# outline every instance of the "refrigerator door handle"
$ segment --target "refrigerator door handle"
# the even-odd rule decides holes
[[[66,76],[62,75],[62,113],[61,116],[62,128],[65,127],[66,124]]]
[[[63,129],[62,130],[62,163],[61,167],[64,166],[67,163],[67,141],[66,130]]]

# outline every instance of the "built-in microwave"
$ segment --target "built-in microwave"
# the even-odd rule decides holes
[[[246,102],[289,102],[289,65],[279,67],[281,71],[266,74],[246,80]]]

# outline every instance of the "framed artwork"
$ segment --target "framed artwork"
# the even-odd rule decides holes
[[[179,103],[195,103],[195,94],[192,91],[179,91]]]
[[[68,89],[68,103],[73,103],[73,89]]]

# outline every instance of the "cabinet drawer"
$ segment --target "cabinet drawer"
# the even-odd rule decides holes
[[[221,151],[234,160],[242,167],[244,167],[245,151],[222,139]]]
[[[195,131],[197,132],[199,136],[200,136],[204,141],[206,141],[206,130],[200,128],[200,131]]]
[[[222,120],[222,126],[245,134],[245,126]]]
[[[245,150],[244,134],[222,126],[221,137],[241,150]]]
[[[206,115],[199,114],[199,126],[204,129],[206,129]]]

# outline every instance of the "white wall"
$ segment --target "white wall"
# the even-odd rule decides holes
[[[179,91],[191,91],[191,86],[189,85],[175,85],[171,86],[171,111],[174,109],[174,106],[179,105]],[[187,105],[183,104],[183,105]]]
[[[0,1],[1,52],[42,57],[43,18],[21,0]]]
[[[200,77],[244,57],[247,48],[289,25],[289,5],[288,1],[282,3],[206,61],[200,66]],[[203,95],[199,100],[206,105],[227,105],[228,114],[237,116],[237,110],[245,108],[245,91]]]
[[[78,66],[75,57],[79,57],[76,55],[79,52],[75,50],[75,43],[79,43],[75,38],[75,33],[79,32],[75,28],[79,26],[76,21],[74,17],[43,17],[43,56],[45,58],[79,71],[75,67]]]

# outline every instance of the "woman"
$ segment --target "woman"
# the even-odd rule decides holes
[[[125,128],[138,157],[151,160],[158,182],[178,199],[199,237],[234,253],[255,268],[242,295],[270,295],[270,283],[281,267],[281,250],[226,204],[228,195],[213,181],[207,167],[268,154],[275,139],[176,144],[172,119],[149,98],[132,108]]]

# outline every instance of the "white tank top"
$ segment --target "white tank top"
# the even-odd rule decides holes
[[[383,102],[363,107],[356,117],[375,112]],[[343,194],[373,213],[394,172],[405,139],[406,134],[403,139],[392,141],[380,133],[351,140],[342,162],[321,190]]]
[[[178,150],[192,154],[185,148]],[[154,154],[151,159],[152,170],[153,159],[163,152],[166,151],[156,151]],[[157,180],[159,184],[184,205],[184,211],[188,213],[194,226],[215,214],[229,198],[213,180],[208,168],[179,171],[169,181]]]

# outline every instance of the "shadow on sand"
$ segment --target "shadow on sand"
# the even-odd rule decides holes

▬▬▬▬▬▬▬▬▬▬

**Direction**
Select every line in the entries above that contains the string "white", where uppercase and lowercase letters count as different.

**Problem solution**
# outline every instance of the "white wall"
$ segment --target "white wall"
# outline every instance of the "white tank top"
$ segment --target "white tank top"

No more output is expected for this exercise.